======== Source extract ========

As for SV - a lot of your gripes are Verilog issues, and SV has tried to fix some of them. I agree the blocking / nonblocking is a mess but most folks just learn the rules to avoid issues, but delta cycles can be a pain. The syntax limitations/quirks you point out are intersting, though not enough to say the language is terrible, it's extremely powerful with very good composability of types, constrained random is very powerful, the coverage is extensive, assertions again are very powerful. In a way its line a few seperate languages bolted together so sure there is some duplication, but it works surprisingly well in the whole.


I think pricing is also an issue. Anyone with 5 dollars in their pocket can buy an arduino clone and go to town. And many people do as can be seen by the huge hobbyist scene. You want to try FPGA development and do anything that is not blinking a LED? Good luck shelling out hundreds to thousands of dollars for the shittiest software known to this planet.


A Max10 T-Core board from Terasic is $55 academic and tools are free for the Max10 class.

You only start paying for FPGA tools when you need the really big FPGAs.

And, I'll go out on a limb, but, at this point, I think Arduino causes more harm to beginning embedded developers than good. Yeah, the ecosystem is wonderful if you aren't a developer.

However, Arduino is now weird compared to mainstream embedded development. Most things have converged to 32-bit instead of 8-bit. Arm Cortex-M is now mainstream so your architectural understanding is useless. 5V causes a lot of grief given that everybody else in the world is at 3V/3.3V.

A developer basically has to unlearn a bunch of things to move up from an Arduino. I still recommend Arduino to non-developers or somebody just trying to throw together a project, but I no longer recommend them to someone actually trying to learn embedded development.


Just to clarify, there are many Cortex-M* based Arduino or Arduino compatible boards. There's official Arduino-SAMD BSP support, though they do lack the depth of features, like Timers and such. Though it seems 8-bit procs are still common for super cheap MCU's.


The issue is not whether the end-user has to pay, the issue is that this kills incentives for free software tools. gcc and BSD were initially developed on machines costing hundreds of thousands of dollar, that didn't stop them.


Arduino gets the job done for most hobbyst, it's also easy to move forward from arduino to esp32 which is 32bit and freertos based.


What does usb 3 gigabit ethernet or pcie ip cost? Is it for free using intel?


I'm optimistic... not so much because of the merits of the acquisition but moreso because of AMD's history with strategic actions. ATI kept them afloat through a CPU performance drought, and divesting globalfoundries secured necessary liquidity. These two alone essentially saved AMD, so I've got faith in leadership being able to make the appropriate strategic maneuvers.

But maybe I'm being overly optimistic. (Probably because—disclosure—I'm long AMD. Been long for years.)

======== Records supplied ========

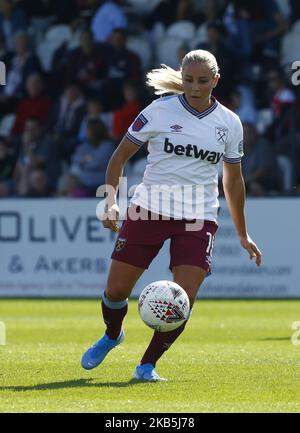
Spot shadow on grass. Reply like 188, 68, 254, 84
260, 337, 291, 341
0, 379, 158, 392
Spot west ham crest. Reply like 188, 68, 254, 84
132, 114, 148, 132
115, 238, 126, 251
215, 126, 228, 144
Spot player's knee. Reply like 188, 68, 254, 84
181, 285, 198, 308
105, 285, 128, 302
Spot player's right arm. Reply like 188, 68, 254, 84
102, 136, 140, 232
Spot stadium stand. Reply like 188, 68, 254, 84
0, 0, 300, 198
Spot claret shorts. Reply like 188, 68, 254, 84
111, 204, 218, 272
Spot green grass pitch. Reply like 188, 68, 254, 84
0, 300, 300, 413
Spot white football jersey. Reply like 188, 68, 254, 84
126, 94, 243, 221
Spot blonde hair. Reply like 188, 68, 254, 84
146, 50, 219, 95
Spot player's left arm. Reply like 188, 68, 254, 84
223, 161, 262, 266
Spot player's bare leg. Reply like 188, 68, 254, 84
81, 260, 144, 370
135, 265, 207, 381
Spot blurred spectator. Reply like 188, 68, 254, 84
26, 168, 53, 198
113, 81, 142, 140
23, 0, 78, 23
268, 69, 296, 141
144, 0, 205, 30
228, 85, 257, 125
0, 137, 17, 197
242, 123, 280, 196
102, 29, 141, 111
268, 69, 296, 119
0, 33, 41, 105
78, 97, 112, 142
0, 31, 12, 64
57, 173, 88, 198
198, 22, 238, 103
70, 119, 115, 196
12, 73, 52, 135
66, 30, 106, 94
248, 0, 288, 61
14, 118, 48, 196
91, 0, 127, 42
0, 0, 27, 50
47, 84, 85, 162
290, 0, 300, 24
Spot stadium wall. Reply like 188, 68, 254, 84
0, 198, 300, 298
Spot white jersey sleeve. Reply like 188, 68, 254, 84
126, 101, 157, 146
223, 116, 244, 164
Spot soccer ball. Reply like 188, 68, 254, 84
138, 280, 190, 332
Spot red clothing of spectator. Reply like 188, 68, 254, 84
11, 95, 52, 135
113, 101, 141, 139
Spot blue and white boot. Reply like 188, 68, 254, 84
81, 329, 125, 370
133, 364, 168, 382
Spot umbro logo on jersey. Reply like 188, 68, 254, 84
215, 126, 228, 144
164, 138, 224, 164
170, 125, 183, 132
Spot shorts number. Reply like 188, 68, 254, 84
206, 232, 215, 255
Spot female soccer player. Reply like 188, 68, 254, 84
82, 50, 261, 381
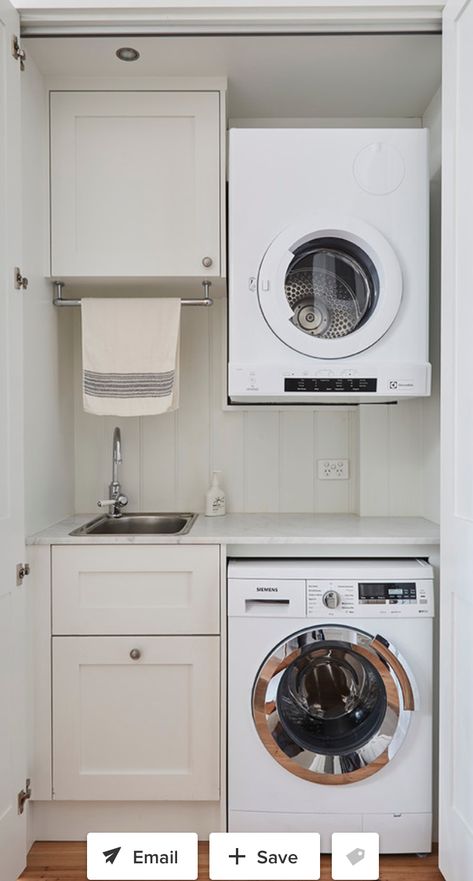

========

What you will do: Can you carry the forum thread on FPGA tools, Arduino boards, and AMD's acquisition further, picking up right after its final post?

Written response:
I'm hoping/expecting a chip that goes into the Epyc/SP3 socket and has the memory & PCIe & socket crossconnect as hard IP but the CPU cores replaced with programmable logic. If you have a use case for FPGAs, it's more likely you want it in a concentrated form like this... not on low-end or desktop systems :/

If I remember correctly, there was something similar back in the early HyperTransport days...


Are you envisioning retaining at least a few cores? It seems like you'd probably still want an OS running on native silicon.


I assume they are thinking about a design for multi-socket systems.


Yeah I think it's both more effective and cheaper to have dual/quad socket systems with 1 "normal" CPU and the rest filled with FPGAs without CPU cores, just to max out on the raw crunching ability. The PCIe block on the FPGA chips could be flexible enough to (re-?)wire directly into the programmable logic, maybe even reconfigurable to other protocols (e.g. 100GE). Also in "normal" NUMA fashion each FPGA would have the memory channels associated with that socket (presumably through the interconnect as if it were a CPU, so the CPU can access it too.)

I'm just looking at this from a logical chain of "who needs FPGAs in their computers?" => "cases with loooots of specific data crunching" => "want a controlling/driving CPU for the complicated parts, but then just concentrate as much FPGA in as possible." => Multi-socket with 1 CPU & rest FPGAs.

(There currently is no commodity Quad-socket SP3 mainboard, not sure if this is a design limitation or just no one made one yet? I'd still say the approach works great with only 2 sockets.)


I wouldn't expect to see anything like this on SP3 anyway, since it would take some time to do the work and by then the current generation would likely be whatever they replace SP3 with in order to support DDR5.


Well, you want something more low-end for developers' and hobbyists' machines, I would guess.


As much as I agree with you and want one for myself too, I doubt that this market segment is interesting to AMD at all. The kinds of workloads that warrant going FPGA are the kind of workloads where you just give your devs a bunch of high-priced development systems. Those would likely be close to identical to the production boxes, just with more debug pieces plugged in.


This opinion is unlikely to be popular, and it's been decades since I was a full participant in the hardware business, but...I just have never seen the use case for FPGAs beyond niche prototyping / small run applications, which by definition make no money. I suppose there are also scenarios where you want to keep your design secret from the fab and/or change it every week, but those seem very niche too (NSA, GCHQ, ..?).


Couple things--

1) You underestimate how critical prototyping has become, again likely since you say it's been a couple decades. Time to market has become more important, and verification has become harder as CPUs have gotten even more complex. FPGAs enable cosimulation and emulation, leading to faster iteration of both design and verification efforts and thus better TTM.

FPGAs are so important in the hardware development process that I would even say you're not a serious hardware company if you don't have any FPGA frameworks to design silicon.

2) As others have mentioned, FPGAs are also critical for low-latency workloads that require constant tweaks-- high frequency trading (ugh...) comes to mind. The need for "constant tweaks" could also be satisfied with just "normal" software, but that has higher latency as opposed to an FPGA, and FPGAs can get some crazy performance if you're willing to pay the price (south of 7 figures).

Overall sure, usage of FPGAs might be niche compared to, idk, Javascript; but it's commonplace/practically essential in hardware.


Whenever discussion of FPGA comes up on HN, someone inevitably points to low latency workflows but nobody ever mentions video capture and play-out boards using FPGAs. Companies like Blackmagic, Elgato, Matrox, etc.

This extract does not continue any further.